PROVIDED ENTRIES:
+++++
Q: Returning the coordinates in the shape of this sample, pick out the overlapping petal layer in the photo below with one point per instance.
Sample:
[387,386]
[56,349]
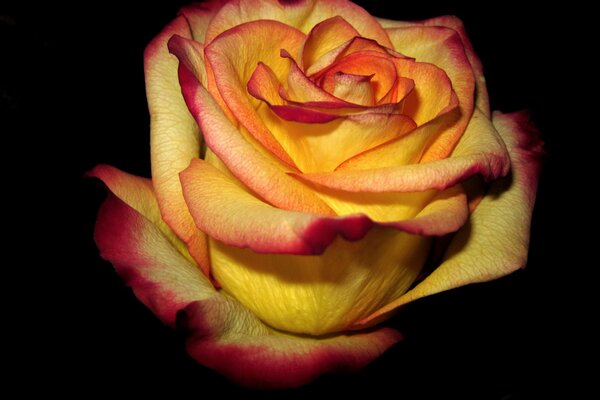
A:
[223,335]
[495,241]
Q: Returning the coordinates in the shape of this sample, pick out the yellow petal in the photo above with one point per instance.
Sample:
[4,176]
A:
[495,241]
[175,138]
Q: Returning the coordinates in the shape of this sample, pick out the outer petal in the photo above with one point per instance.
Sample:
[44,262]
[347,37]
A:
[495,241]
[480,151]
[175,138]
[443,48]
[228,338]
[223,335]
[227,212]
[406,149]
[302,15]
[199,16]
[160,276]
[482,100]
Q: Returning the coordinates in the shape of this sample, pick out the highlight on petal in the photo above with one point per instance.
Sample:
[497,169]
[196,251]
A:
[235,54]
[406,149]
[480,151]
[227,212]
[495,241]
[223,335]
[302,15]
[310,146]
[228,338]
[245,162]
[482,100]
[324,37]
[442,47]
[174,136]
[366,63]
[199,15]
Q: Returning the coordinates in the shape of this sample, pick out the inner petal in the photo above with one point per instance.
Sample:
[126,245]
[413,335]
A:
[355,89]
[366,63]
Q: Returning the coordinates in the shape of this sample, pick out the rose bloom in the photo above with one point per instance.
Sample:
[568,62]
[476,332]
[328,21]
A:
[313,169]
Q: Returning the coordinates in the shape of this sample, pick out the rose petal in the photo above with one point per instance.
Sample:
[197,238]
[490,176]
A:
[227,212]
[310,145]
[432,92]
[406,149]
[355,89]
[482,100]
[324,37]
[495,241]
[264,86]
[365,63]
[174,139]
[354,45]
[199,15]
[302,15]
[444,48]
[223,335]
[244,161]
[160,276]
[235,54]
[228,338]
[480,151]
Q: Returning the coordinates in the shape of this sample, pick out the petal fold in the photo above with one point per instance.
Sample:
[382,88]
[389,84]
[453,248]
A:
[228,338]
[495,241]
[175,138]
[160,276]
[480,151]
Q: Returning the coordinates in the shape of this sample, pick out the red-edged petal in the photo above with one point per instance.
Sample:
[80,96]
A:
[223,335]
[256,171]
[480,151]
[160,276]
[444,48]
[407,149]
[199,16]
[302,15]
[495,241]
[234,54]
[228,338]
[174,139]
[227,212]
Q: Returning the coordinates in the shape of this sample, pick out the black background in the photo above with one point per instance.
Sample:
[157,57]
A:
[72,77]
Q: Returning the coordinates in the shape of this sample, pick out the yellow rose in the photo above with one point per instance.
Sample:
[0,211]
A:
[305,157]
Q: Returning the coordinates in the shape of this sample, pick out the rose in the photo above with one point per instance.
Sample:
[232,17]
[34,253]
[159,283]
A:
[305,156]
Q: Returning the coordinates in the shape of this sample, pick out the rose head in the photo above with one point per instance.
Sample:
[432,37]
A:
[305,157]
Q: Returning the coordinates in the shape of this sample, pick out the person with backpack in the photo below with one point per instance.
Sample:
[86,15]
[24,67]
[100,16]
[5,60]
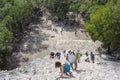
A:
[92,57]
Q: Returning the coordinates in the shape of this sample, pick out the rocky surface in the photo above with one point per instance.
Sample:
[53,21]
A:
[44,69]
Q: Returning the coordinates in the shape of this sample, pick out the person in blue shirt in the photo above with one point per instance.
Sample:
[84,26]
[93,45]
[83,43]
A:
[64,68]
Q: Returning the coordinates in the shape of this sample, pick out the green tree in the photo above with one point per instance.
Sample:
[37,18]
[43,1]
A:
[104,25]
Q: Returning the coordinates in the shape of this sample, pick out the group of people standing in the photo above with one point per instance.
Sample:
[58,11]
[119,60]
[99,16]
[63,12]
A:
[69,60]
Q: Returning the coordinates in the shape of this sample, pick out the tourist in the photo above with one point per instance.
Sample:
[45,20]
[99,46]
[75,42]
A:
[58,54]
[78,55]
[72,59]
[64,68]
[87,57]
[92,57]
[52,55]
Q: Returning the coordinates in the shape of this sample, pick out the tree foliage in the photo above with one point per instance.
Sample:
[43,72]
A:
[104,24]
[14,16]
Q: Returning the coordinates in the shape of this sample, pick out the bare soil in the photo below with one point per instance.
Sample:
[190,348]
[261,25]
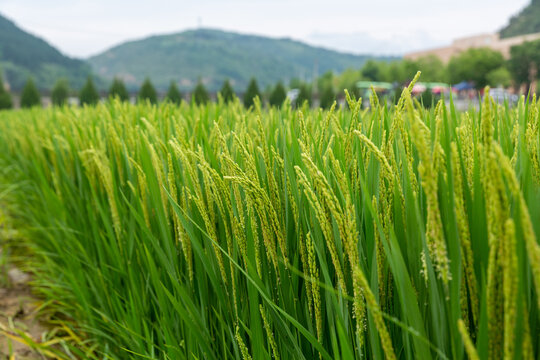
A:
[18,313]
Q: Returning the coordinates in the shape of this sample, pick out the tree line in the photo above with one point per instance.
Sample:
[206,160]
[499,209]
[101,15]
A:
[479,66]
[89,94]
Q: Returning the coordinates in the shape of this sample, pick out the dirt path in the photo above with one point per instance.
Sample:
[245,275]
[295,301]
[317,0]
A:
[18,321]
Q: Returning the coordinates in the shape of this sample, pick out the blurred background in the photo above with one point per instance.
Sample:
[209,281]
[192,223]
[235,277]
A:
[78,52]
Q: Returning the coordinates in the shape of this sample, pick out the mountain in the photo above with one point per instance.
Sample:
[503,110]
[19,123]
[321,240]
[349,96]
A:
[526,22]
[23,55]
[214,56]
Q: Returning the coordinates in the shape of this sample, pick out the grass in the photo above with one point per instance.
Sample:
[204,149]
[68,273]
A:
[207,232]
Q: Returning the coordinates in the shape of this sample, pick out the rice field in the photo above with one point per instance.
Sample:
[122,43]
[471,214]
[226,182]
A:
[216,232]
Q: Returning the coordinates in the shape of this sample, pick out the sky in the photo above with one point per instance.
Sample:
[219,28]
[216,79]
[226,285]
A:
[81,28]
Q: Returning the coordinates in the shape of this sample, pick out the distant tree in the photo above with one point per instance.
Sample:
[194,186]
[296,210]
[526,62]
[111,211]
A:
[278,95]
[327,97]
[371,71]
[303,95]
[30,96]
[499,77]
[325,80]
[347,81]
[5,96]
[474,65]
[173,94]
[88,94]
[118,89]
[428,98]
[524,62]
[432,68]
[60,92]
[252,91]
[148,92]
[200,94]
[227,92]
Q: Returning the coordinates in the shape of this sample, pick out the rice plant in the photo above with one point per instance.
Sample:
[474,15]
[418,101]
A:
[215,232]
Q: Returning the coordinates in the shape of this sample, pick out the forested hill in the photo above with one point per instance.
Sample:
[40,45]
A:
[213,56]
[23,55]
[526,22]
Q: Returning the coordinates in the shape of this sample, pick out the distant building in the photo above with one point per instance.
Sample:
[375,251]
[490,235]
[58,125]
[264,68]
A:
[492,41]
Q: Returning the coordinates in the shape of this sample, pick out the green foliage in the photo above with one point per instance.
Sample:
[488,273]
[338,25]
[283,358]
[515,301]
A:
[278,95]
[200,95]
[23,55]
[60,93]
[499,77]
[208,232]
[526,22]
[217,56]
[147,92]
[304,95]
[328,96]
[251,93]
[88,95]
[5,97]
[30,96]
[173,94]
[118,90]
[227,92]
[474,65]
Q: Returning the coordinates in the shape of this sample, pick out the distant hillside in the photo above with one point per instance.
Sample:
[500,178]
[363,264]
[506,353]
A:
[23,55]
[526,22]
[214,56]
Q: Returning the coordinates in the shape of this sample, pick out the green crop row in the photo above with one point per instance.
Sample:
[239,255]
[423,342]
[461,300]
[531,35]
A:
[216,232]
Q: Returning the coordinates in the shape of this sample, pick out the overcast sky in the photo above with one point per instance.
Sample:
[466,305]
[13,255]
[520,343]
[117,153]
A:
[82,27]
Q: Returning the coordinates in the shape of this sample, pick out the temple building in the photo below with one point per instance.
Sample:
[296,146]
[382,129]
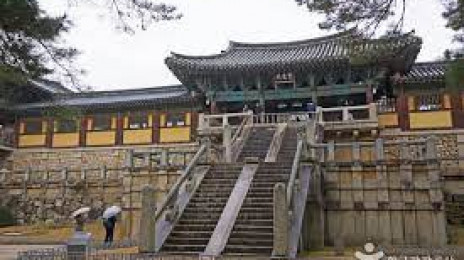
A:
[372,137]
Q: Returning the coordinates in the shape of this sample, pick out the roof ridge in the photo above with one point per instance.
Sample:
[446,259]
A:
[330,37]
[121,91]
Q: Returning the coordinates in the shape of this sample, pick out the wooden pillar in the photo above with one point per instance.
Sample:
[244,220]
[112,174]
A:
[193,125]
[262,102]
[156,127]
[83,131]
[17,128]
[224,83]
[119,128]
[402,109]
[313,87]
[369,94]
[50,132]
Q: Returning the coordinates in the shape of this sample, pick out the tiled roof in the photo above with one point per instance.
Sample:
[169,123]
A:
[277,56]
[427,71]
[51,87]
[115,99]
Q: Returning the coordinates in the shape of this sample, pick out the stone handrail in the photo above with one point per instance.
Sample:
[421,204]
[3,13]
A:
[416,149]
[240,129]
[294,172]
[239,137]
[173,192]
[205,121]
[347,115]
[277,118]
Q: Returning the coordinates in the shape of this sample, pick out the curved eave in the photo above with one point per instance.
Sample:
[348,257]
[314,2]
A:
[170,103]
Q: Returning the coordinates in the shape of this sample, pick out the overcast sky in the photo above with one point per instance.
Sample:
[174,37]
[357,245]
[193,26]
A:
[114,60]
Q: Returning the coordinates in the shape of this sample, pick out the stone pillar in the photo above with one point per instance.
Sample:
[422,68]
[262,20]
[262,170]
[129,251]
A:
[331,152]
[379,150]
[405,166]
[147,233]
[460,140]
[227,143]
[356,152]
[262,101]
[280,248]
[315,213]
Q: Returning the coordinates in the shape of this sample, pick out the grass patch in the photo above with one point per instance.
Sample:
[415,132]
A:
[60,233]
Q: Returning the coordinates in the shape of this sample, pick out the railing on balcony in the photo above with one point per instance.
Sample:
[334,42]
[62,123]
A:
[386,105]
[349,117]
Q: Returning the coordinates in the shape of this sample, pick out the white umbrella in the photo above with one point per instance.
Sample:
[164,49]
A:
[111,211]
[80,211]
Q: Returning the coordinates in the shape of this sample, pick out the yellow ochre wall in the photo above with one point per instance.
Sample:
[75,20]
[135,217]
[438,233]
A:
[31,140]
[137,136]
[175,135]
[388,120]
[65,140]
[100,138]
[431,119]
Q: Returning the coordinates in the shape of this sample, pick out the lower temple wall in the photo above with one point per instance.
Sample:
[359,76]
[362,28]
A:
[387,204]
[47,185]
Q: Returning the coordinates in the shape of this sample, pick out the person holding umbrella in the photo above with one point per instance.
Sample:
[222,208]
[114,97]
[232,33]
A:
[109,222]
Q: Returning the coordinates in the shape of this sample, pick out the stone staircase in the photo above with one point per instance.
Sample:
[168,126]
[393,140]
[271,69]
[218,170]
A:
[253,228]
[257,144]
[252,232]
[192,232]
[288,146]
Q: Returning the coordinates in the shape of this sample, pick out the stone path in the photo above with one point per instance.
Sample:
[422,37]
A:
[9,252]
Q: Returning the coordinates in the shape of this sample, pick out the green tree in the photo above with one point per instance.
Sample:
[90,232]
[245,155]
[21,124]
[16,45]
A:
[368,15]
[30,39]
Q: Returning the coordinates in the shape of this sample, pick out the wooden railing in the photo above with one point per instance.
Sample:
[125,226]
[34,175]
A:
[172,196]
[278,118]
[339,118]
[419,149]
[293,175]
[218,121]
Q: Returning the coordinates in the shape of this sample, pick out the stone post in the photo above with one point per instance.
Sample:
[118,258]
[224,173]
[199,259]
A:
[147,233]
[103,174]
[356,151]
[164,157]
[129,162]
[405,166]
[227,143]
[280,248]
[379,150]
[331,152]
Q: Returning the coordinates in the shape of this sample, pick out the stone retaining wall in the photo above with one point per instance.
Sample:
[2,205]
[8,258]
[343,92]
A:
[387,204]
[47,185]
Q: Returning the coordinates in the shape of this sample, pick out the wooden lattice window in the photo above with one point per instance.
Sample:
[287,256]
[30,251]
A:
[429,102]
[101,122]
[33,127]
[138,120]
[284,80]
[175,119]
[66,126]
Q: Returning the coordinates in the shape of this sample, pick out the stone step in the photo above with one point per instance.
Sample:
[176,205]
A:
[258,228]
[248,249]
[184,249]
[254,222]
[191,235]
[251,241]
[185,227]
[255,215]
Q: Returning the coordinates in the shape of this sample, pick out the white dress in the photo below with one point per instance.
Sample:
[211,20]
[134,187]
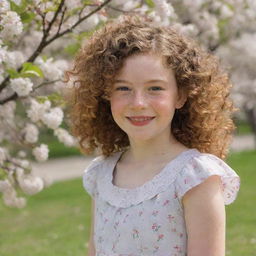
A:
[149,220]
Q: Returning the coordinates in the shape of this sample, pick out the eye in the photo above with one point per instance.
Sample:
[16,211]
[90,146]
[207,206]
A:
[122,88]
[156,88]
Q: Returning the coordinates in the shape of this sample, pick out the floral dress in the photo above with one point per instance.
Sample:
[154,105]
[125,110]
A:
[149,219]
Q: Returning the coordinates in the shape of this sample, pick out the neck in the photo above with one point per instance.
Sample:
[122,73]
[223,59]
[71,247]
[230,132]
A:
[144,150]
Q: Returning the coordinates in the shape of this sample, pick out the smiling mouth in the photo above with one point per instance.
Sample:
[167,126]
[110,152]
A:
[140,120]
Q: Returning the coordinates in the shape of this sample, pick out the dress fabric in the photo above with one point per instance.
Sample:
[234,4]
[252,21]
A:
[149,219]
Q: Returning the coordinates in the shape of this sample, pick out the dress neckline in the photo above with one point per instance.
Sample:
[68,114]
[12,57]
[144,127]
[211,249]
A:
[161,173]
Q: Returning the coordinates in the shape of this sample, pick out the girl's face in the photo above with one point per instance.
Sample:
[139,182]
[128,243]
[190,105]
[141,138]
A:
[144,97]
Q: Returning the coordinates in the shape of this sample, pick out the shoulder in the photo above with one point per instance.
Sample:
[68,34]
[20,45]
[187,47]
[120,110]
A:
[207,171]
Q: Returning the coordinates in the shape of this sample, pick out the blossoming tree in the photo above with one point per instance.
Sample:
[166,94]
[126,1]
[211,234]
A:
[37,38]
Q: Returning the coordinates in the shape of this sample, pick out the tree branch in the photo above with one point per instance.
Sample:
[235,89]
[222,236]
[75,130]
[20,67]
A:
[44,42]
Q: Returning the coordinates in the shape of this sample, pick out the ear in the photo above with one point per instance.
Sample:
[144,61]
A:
[182,98]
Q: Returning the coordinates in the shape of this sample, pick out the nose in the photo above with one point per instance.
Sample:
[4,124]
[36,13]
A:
[139,100]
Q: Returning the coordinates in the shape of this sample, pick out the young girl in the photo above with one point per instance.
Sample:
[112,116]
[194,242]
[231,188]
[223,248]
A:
[157,108]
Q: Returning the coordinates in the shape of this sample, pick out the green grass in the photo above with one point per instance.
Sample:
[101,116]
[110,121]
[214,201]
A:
[243,128]
[241,217]
[56,221]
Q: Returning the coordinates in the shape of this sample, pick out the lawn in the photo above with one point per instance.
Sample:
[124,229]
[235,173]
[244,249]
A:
[56,221]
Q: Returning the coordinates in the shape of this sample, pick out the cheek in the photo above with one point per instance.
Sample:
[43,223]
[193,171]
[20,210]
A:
[116,105]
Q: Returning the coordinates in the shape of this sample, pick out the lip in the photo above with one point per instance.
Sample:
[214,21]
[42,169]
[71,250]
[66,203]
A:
[134,120]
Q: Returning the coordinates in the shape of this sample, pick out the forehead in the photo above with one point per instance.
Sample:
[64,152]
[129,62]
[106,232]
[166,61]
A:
[144,66]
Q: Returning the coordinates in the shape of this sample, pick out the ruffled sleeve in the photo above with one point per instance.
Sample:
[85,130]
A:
[90,176]
[200,167]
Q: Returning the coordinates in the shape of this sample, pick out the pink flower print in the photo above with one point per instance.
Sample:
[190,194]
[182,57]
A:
[119,211]
[160,237]
[166,202]
[116,224]
[100,239]
[125,218]
[154,213]
[186,181]
[170,218]
[178,248]
[155,248]
[155,227]
[135,233]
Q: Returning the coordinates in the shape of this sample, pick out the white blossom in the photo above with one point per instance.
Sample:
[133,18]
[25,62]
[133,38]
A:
[52,70]
[2,155]
[4,6]
[53,118]
[12,25]
[29,183]
[31,133]
[129,5]
[64,137]
[7,111]
[5,185]
[37,110]
[22,86]
[41,153]
[225,12]
[14,59]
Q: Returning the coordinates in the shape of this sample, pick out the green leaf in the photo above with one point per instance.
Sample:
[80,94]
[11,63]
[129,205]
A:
[72,48]
[13,73]
[17,8]
[31,70]
[150,3]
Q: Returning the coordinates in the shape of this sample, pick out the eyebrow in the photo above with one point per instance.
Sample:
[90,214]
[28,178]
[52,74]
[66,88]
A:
[149,81]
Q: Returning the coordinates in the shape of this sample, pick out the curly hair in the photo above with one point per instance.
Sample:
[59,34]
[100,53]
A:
[205,120]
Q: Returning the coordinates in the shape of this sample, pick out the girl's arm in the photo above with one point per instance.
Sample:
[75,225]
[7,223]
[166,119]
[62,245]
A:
[205,218]
[91,247]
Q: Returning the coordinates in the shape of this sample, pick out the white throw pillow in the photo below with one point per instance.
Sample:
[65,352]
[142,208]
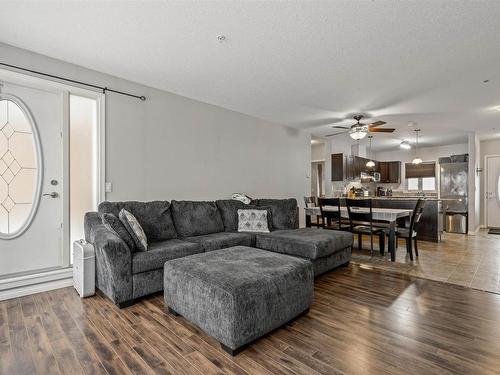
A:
[251,220]
[134,228]
[241,197]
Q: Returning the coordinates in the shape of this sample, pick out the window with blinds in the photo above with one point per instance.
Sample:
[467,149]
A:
[420,177]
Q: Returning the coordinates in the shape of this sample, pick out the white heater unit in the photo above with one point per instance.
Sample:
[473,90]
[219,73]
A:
[84,268]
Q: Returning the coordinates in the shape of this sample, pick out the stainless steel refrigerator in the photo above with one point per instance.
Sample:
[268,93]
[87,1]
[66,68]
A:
[453,192]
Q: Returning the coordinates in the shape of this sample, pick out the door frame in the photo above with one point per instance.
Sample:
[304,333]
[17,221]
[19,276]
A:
[485,183]
[59,280]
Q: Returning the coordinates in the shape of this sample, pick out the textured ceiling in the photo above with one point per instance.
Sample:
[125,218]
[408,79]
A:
[302,64]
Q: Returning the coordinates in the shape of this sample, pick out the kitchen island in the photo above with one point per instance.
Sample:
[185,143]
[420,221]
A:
[430,226]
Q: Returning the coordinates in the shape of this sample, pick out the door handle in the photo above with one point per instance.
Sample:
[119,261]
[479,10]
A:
[52,195]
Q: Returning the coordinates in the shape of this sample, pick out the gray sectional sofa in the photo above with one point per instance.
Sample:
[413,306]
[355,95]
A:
[182,228]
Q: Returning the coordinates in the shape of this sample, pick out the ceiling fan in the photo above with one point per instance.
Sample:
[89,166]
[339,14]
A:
[359,130]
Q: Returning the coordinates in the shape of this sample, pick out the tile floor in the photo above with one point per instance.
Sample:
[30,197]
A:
[467,260]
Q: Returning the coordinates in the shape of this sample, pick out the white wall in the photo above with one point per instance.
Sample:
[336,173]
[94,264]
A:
[474,183]
[172,147]
[490,147]
[318,152]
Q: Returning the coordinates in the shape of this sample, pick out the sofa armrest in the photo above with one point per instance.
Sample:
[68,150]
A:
[113,265]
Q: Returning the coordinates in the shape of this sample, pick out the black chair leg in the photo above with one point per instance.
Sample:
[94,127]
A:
[408,248]
[371,244]
[381,243]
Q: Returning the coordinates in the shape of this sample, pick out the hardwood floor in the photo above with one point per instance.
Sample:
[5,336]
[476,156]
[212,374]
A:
[467,260]
[362,322]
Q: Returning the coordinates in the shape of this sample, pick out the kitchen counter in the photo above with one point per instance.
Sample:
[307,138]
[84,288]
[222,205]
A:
[404,198]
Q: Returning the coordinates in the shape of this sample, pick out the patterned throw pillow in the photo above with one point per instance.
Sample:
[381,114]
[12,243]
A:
[135,229]
[242,198]
[114,225]
[252,220]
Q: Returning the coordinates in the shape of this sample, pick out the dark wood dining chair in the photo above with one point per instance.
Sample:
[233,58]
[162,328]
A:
[332,219]
[312,202]
[360,213]
[410,233]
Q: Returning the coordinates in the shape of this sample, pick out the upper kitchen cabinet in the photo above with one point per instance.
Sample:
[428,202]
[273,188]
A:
[390,172]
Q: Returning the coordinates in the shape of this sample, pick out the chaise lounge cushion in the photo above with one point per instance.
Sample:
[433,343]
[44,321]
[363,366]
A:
[194,218]
[222,240]
[155,217]
[309,243]
[284,212]
[160,252]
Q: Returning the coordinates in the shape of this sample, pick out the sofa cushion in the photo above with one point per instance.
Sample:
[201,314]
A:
[113,224]
[253,221]
[310,243]
[155,217]
[196,218]
[159,252]
[222,240]
[228,209]
[283,212]
[135,230]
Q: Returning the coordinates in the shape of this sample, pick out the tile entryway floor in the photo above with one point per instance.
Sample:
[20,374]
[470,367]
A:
[467,260]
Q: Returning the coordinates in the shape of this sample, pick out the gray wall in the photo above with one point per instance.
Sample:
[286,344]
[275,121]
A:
[490,147]
[172,147]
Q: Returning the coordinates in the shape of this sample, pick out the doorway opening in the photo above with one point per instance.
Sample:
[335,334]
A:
[83,166]
[51,173]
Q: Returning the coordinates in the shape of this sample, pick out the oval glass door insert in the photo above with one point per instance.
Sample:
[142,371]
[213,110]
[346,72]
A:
[20,167]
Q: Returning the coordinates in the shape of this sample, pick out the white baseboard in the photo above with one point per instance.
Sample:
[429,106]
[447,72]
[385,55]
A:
[474,232]
[36,283]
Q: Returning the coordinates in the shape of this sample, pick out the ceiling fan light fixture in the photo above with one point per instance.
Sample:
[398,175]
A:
[358,132]
[405,144]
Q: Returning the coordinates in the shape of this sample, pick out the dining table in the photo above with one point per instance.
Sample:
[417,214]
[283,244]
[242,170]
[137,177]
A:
[384,215]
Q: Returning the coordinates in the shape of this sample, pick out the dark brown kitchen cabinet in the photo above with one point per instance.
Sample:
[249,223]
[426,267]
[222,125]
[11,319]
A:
[338,167]
[390,172]
[395,172]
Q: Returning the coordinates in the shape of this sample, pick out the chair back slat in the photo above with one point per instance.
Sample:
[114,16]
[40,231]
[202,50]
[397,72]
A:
[360,211]
[417,214]
[330,214]
[310,201]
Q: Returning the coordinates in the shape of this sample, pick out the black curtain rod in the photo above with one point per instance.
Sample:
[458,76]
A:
[103,89]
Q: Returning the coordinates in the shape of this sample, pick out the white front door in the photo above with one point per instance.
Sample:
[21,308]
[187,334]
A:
[31,186]
[493,191]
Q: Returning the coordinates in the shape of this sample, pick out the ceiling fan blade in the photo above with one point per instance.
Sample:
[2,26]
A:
[382,130]
[377,123]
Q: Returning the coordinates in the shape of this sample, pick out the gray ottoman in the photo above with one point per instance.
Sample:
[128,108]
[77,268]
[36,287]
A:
[325,248]
[238,294]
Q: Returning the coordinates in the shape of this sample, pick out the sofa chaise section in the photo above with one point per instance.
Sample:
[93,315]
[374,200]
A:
[326,249]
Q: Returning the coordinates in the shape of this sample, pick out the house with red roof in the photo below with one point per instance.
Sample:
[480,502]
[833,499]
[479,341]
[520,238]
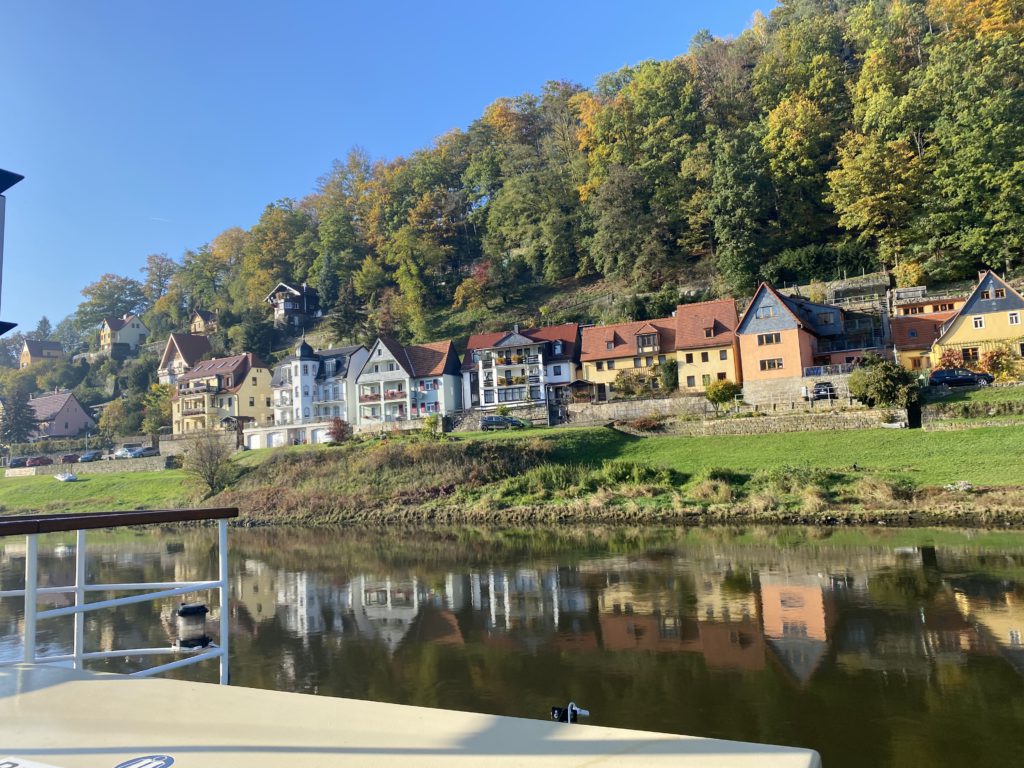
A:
[398,382]
[515,368]
[222,391]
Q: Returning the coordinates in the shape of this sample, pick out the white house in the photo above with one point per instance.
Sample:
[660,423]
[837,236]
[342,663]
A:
[397,383]
[520,368]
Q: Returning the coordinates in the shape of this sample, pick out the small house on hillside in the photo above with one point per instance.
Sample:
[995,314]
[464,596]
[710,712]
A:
[59,415]
[204,323]
[122,335]
[182,351]
[40,351]
[294,306]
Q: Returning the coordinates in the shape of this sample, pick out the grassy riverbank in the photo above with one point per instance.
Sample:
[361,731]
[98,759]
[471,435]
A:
[595,475]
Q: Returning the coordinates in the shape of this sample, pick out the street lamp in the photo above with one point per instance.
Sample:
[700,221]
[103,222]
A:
[7,180]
+++++
WHAT IS REQUIRED: Quote the records word for word, beginning at the line that contains "out the grassy" and continuing through the end of the records.

SOLUTION FOR THIS PROBLEM:
Q: Returning the coordinates in the shape of this sample, pick out the grassy riverbank in the photo above with one point per instance.
Sample:
[361,731]
[98,759]
[471,435]
A:
[595,475]
Q: Returning the coordinates in the shape of this sample, pick out the street lamp in the photo above with one point per instance.
Sample:
[700,221]
[103,222]
A:
[7,180]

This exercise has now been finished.